> _Görevleriniz_:
A. Yapışmayan sakız metnine göre profesör Terry Cosgrove hangi üniversitedendir?
B. Yapışmayan sakız metninde "Malzeme bilimi imdada" ile başlayıp "yapmak mümkün olabilirw1." ile biten bölümü değiştirmeden döndürün.

> _Kaynak_:
▽
Malzeme bilimi imdada yetişti: Yapışmayan sakız Understand article
Tercüme eden: Seda Çöl Arslan. Halina Stanley sakızın tarihini, kimyasal bileşiminin yapısına olan etkilerini ve bilim adamlarının bu bilgiyi, sakızı çevreyi daha az kirletir hâle getirmek için nasıl kullandıklarını araştırdı.
Sevin ya da sevmeyin, ama sakız çiğnemek her yerde karşılaşabileceğiniz ve genelde zararsız bir eylemdir. Zararsız; ta ki aklıevvelin biri sakızı saçınıza yapıştırmaya karar verene kadar. Sakız halılara, ayakkabılara ve okul sıralarının altına yapışmasa ne güzel olurdu, değil mi? İngiltere’deki Bristol Üniversitesi’nden profesör Terry Cosgrove, bu konuda harekete geçmeye karar vermiş; kendi icadı olan, yapışmayan sakız sayesinde temizlik faturalarında milyonlara varan tasarruflar yapmak mümkün olabilirw1.
△
> _Girdi listesi_:
▽
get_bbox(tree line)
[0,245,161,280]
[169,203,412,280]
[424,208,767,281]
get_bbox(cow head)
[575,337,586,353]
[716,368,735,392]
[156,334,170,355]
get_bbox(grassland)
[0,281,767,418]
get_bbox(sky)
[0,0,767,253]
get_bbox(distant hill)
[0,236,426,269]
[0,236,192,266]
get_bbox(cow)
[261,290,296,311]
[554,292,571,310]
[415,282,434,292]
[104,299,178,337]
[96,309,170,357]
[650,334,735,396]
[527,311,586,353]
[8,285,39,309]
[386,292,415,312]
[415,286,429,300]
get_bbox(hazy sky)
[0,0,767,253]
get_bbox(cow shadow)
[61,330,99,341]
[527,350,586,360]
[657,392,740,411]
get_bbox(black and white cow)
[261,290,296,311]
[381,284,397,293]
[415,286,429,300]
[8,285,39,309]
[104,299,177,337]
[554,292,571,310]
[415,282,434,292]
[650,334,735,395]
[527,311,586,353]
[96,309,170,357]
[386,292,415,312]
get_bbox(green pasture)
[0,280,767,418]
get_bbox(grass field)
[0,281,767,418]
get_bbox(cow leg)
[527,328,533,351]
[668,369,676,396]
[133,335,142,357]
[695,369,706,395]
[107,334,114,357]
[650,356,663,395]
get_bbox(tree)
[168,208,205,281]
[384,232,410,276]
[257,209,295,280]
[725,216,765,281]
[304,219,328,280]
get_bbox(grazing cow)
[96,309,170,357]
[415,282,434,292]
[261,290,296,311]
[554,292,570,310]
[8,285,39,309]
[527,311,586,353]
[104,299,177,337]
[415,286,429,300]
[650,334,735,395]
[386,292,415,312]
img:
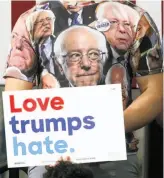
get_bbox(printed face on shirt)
[98,2,139,52]
[34,11,53,41]
[63,0,92,12]
[60,30,103,86]
[8,32,35,73]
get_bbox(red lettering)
[9,95,22,113]
[23,98,37,112]
[36,97,50,111]
[51,97,64,110]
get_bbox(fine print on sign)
[3,84,126,167]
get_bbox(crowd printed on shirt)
[5,0,163,152]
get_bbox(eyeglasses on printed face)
[63,50,106,63]
[110,20,131,28]
[12,33,32,48]
[34,17,55,25]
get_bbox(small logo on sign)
[95,19,110,32]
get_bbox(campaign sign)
[3,84,126,167]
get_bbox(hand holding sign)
[3,84,126,167]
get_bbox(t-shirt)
[4,0,163,154]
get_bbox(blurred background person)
[49,0,98,35]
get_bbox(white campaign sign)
[3,84,126,167]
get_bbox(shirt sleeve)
[4,10,38,83]
[131,12,163,77]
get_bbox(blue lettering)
[13,137,26,156]
[45,117,66,132]
[9,116,20,134]
[43,137,54,154]
[21,120,30,133]
[31,119,44,133]
[55,140,68,153]
[28,142,42,155]
[83,116,95,129]
[67,117,81,135]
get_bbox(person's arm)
[5,78,33,91]
[124,14,163,132]
[124,73,163,132]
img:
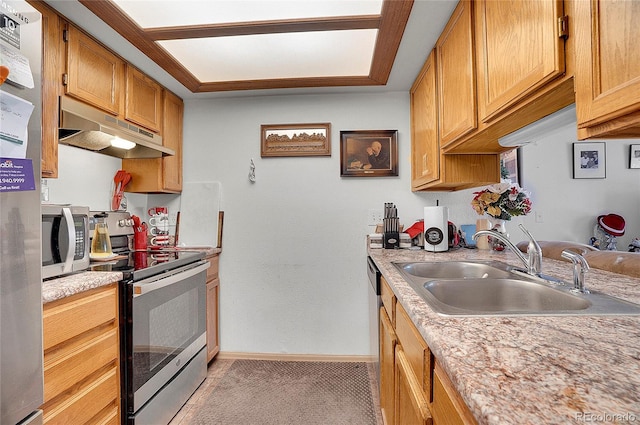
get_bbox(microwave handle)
[62,207,76,273]
[133,261,211,298]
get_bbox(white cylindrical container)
[424,207,449,252]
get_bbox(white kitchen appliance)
[424,206,449,252]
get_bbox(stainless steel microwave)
[42,204,90,279]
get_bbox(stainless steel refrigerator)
[0,0,44,425]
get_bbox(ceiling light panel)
[158,29,378,82]
[113,0,382,28]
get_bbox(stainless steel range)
[90,211,209,425]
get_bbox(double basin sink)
[393,261,640,316]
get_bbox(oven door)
[127,261,209,413]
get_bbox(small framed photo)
[629,145,640,168]
[500,148,521,186]
[573,142,607,179]
[260,123,331,158]
[340,130,398,177]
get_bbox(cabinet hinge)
[558,15,569,40]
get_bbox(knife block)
[383,232,400,249]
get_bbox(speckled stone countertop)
[368,249,640,425]
[42,272,122,304]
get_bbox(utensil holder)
[383,232,400,249]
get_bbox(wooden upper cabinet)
[65,23,125,115]
[411,52,440,190]
[574,0,640,139]
[124,65,162,133]
[162,91,184,192]
[122,90,184,193]
[436,0,478,147]
[475,0,565,122]
[30,1,64,178]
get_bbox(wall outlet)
[169,212,178,226]
[367,210,383,226]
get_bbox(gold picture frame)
[260,123,331,158]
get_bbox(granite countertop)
[42,272,122,304]
[368,249,640,425]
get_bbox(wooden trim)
[78,0,414,93]
[369,0,413,85]
[216,351,375,362]
[142,15,381,41]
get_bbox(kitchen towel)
[178,181,221,247]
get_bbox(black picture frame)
[573,142,607,179]
[340,130,398,177]
[629,145,640,168]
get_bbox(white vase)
[488,216,509,251]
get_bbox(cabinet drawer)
[43,285,118,351]
[396,304,431,399]
[207,255,220,282]
[431,363,477,425]
[380,277,396,326]
[44,328,119,402]
[44,366,120,425]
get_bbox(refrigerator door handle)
[62,207,76,273]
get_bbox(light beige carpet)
[171,360,382,425]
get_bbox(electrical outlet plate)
[367,210,383,226]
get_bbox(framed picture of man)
[340,130,398,177]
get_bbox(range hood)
[58,96,175,158]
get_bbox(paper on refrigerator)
[0,90,33,158]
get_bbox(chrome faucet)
[473,224,542,276]
[560,250,590,294]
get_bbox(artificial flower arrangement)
[471,181,531,220]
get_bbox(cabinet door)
[124,65,163,133]
[436,0,478,147]
[162,90,184,192]
[207,278,220,362]
[475,0,565,122]
[380,306,398,424]
[431,362,478,425]
[575,0,640,138]
[411,52,440,190]
[31,2,64,178]
[395,345,433,425]
[65,24,124,115]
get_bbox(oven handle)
[133,261,210,298]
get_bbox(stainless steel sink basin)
[396,261,513,279]
[394,261,640,316]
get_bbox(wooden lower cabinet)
[431,362,477,425]
[395,345,433,425]
[42,283,120,424]
[207,254,220,362]
[380,307,398,425]
[380,277,477,425]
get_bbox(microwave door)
[59,208,76,273]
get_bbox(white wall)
[48,93,640,355]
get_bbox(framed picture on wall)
[340,130,398,177]
[260,122,331,158]
[629,145,640,168]
[573,142,607,179]
[500,148,521,186]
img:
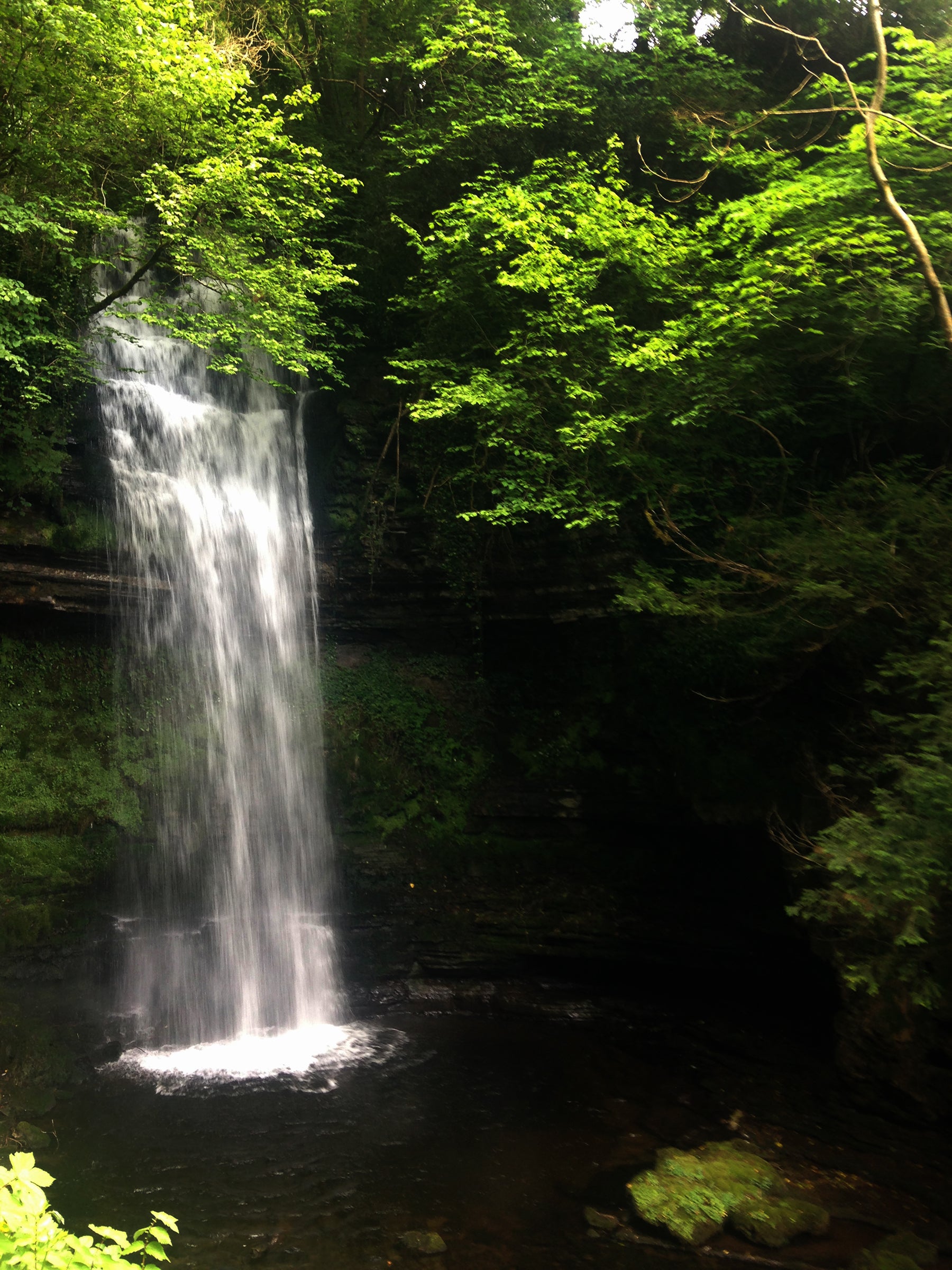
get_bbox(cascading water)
△
> _Çözümlü yanıtlar_:
A. İngiltere’deki Bristol Üniversitesi’nden.

B.
Malzeme bilimi imdada yetişti: Yapışmayan sakız Understand article
Tercüme eden: Seda Çöl Arslan. Halina Stanley sakızın tarihini, kimyasal bileşiminin yapısına olan etkilerini ve bilim adamlarının bu bilgiyi, sakızı çevreyi daha az kirletir hâle getirmek için nasıl kullandıklarını araştırdı.
Sevin ya da sevmeyin, ama sakız çiğnemek her yerde karşılaşabileceğiniz ve genelde zararsız bir eylemdir. Zararsız; ta ki aklıevvelin biri sakızı saçınıza yapıştırmaya karar verene kadar. Sakız halılara, ayakkabılara ve okul sıralarının altına yapışmasa ne güzel olurdu, değil mi? İngiltere’deki Bristol Üniversitesi’nden profesör Terry Cosgrove, bu konuda harekete geçmeye karar vermiş; kendi icadı olan, yapışmayan sakız sayesinde temizlik faturalarında milyonlara varan tasarruflar yapmak mümkün olabilirw1.